» **PROBLEM STATEMENT**
Give the listing below again in full, exactly as written.

» **ENTRIES SUPPLIED**
--*--

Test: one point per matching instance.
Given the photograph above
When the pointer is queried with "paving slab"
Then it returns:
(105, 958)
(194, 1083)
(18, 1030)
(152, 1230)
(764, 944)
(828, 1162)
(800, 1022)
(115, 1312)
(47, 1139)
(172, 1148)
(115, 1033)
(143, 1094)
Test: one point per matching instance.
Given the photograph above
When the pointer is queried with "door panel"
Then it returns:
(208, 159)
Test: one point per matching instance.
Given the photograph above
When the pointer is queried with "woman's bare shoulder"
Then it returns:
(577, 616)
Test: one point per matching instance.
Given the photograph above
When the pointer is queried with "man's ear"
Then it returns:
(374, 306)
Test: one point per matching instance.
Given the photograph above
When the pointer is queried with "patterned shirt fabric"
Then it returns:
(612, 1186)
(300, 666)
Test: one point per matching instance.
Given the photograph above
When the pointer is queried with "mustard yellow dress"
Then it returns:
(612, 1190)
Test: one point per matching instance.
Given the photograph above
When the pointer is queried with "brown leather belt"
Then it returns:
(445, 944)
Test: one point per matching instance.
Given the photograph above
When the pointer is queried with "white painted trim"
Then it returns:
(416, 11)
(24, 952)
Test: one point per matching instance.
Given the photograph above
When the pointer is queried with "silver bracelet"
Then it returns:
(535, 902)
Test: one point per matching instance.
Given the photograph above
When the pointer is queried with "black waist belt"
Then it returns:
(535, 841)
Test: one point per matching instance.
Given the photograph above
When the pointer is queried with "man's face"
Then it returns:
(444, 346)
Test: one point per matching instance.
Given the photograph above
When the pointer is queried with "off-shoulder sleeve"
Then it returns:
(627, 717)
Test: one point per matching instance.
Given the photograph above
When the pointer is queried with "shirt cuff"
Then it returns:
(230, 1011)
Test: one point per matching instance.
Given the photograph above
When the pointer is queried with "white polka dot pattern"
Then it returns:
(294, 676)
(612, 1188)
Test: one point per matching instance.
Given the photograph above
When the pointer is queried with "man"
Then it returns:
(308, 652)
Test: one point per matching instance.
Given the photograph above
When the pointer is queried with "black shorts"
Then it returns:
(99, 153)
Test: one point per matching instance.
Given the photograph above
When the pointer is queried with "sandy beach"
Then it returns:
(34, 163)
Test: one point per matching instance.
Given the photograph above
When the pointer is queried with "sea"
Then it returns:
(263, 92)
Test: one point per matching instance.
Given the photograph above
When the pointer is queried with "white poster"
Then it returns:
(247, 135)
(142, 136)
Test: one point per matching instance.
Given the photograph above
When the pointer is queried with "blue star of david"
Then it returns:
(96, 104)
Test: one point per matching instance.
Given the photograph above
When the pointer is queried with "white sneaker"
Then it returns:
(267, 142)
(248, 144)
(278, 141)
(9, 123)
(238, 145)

--*--

» **ANSWER TO THE TASK**
Test: one point per matching instance.
Given the photograph above
When the pointer is queried with "paving slab"
Then it returns:
(105, 958)
(194, 1083)
(18, 1030)
(152, 1230)
(764, 944)
(828, 1162)
(800, 1022)
(115, 1312)
(47, 1139)
(172, 1148)
(115, 1033)
(143, 1094)
Test: one point per matching instance.
Given the photograph above
When the pointer is queried with "door panel"
Then it returns:
(208, 159)
Test: one point per matching instance.
Given the photograph above
When the pointer is queried with "woman's bare shoulder"
Then it returns:
(577, 616)
Test: one point per matching instance.
Given the photograph above
When the pointer is queried with "man's ear"
Then it returns:
(374, 306)
Test: one point per matching instance.
Given the photograph above
When the pointer is queried with "patterned shirt fabric"
Then it returns:
(612, 1186)
(300, 666)
Test: one point per matching instance.
Given the photograph above
When the pointer is queried with "mustard yellow dress"
Then it returns:
(612, 1190)
Test: one point per matching instance.
Given the photograph above
When the pointer is queried with "brown leather belt"
Then it returns:
(445, 944)
Test: one point per matching instance.
Given the photograph above
When the pointer is queried with "white painted trim"
Then it returns:
(416, 11)
(24, 952)
Test: one point per matching instance.
Given the photograph above
When the pointer is queried with "silver bracelet"
Then it returns:
(535, 902)
Test: one point per matching instance.
Given the photograph above
When the pointer is queried with "black waist belt"
Then it returns:
(535, 841)
Test: one point per matching instance.
Given the photograph above
When the pointer is queried with "man's face"
Then it returns:
(444, 346)
Test: one point per matching instance.
Given the photograph above
When the pointer is queried with "off-shoulder sleeve"
Then it returns:
(627, 717)
Test: one point per matching instance.
Given the photograph above
When the pointer is queried with "shirt cuff"
Then it returns:
(230, 1011)
Test: one point per matching instance.
Given the photograph above
When the pointer is queried with "white polka dot pattern"
Then it returns:
(294, 676)
(612, 1188)
Test: one point per matching instance.
Given the photograph above
When the pointer is queried with "man"
Then it returns:
(308, 652)
Test: one point per matching instance.
Given the photograph above
When the pointer is queried with "black shorts"
Then it returns:
(99, 153)
Test: one point per matching instance.
Given the photograph above
When the pointer is queried with "sandy beach"
Then it returns:
(34, 163)
Test: one point per matching instance.
Given the photograph above
When the pointer is queried with "sea"
Then it returns:
(263, 92)
Test: one point per matching instance.
Given the photograph above
When the pointer is queried with "white poster"
Then it returns:
(247, 135)
(142, 136)
Test: one point per matching instance.
Given the photograph above
When the pointer is queried with "blue star of david"
Then it returns:
(96, 104)
Test: one point per matching instance.
Given the photograph above
When the pointer is queried with "white sneaker"
Then it returns:
(267, 142)
(248, 144)
(278, 141)
(9, 123)
(238, 145)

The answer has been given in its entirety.